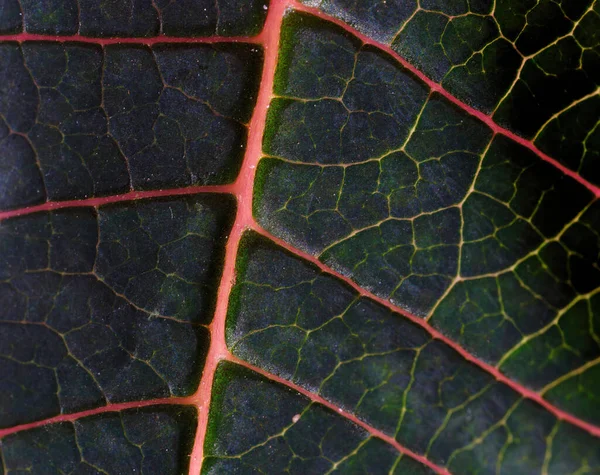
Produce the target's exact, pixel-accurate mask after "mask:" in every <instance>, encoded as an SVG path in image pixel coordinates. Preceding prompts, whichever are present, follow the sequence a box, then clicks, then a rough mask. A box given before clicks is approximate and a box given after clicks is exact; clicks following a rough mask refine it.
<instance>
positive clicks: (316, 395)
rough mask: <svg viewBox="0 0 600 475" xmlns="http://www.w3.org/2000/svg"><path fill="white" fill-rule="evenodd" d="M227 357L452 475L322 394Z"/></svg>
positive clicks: (230, 360)
mask: <svg viewBox="0 0 600 475" xmlns="http://www.w3.org/2000/svg"><path fill="white" fill-rule="evenodd" d="M227 359H228V360H229V361H231V362H233V363H237V364H239V365H240V366H244V367H245V368H248V369H250V370H252V371H254V372H255V373H258V374H261V375H262V376H264V377H266V378H268V379H270V380H271V381H275V382H276V383H279V384H282V385H284V386H287V387H288V388H290V389H293V390H294V391H296V392H299V393H300V394H302V395H304V396H306V397H307V398H309V399H310V400H311V401H313V402H316V403H318V404H322V405H323V406H325V407H327V408H329V409H331V410H332V411H334V412H335V413H336V414H339V415H340V416H342V417H345V418H346V419H348V420H350V421H352V422H354V424H356V425H358V426H360V427H362V428H363V429H365V430H366V431H367V432H369V434H371V435H372V436H374V437H378V438H379V439H382V440H384V441H385V442H387V443H388V444H390V445H391V446H392V447H394V448H395V449H396V450H397V451H398V452H400V453H402V454H405V455H408V456H409V457H411V458H413V459H415V460H416V461H417V462H420V463H422V464H423V465H427V466H428V467H429V468H431V469H432V470H434V471H435V472H437V473H440V474H444V475H450V472H449V471H448V470H446V469H445V468H443V467H440V466H439V465H436V464H434V463H433V462H432V461H430V460H429V459H427V458H426V457H424V456H423V455H419V454H417V453H416V452H413V451H412V450H410V449H408V448H406V447H404V446H403V445H401V444H399V443H398V442H397V441H396V439H394V438H393V437H390V436H389V435H387V434H385V433H383V432H381V431H380V430H377V429H375V428H373V427H371V426H370V425H369V424H366V423H365V422H363V421H362V420H360V419H359V418H358V417H356V416H355V415H353V414H350V413H348V412H346V411H344V410H342V409H341V408H340V407H338V406H336V405H335V404H332V403H330V402H329V401H327V400H326V399H323V398H322V397H321V396H319V395H317V394H315V393H313V392H310V391H307V390H306V389H304V388H303V387H301V386H298V385H297V384H294V383H292V382H291V381H288V380H287V379H283V378H280V377H279V376H275V375H273V374H271V373H269V372H267V371H265V370H264V369H262V368H259V367H258V366H254V365H253V364H250V363H248V362H247V361H244V360H241V359H239V358H237V357H235V356H233V355H231V356H229V357H228V358H227Z"/></svg>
□ □ □ □ □ □ □
*Instructions for the task*: Please pick out every line of the records that contains the word "positive" and copy each one.

*Your solution*:
positive clicks: (316, 395)
positive clicks: (230, 360)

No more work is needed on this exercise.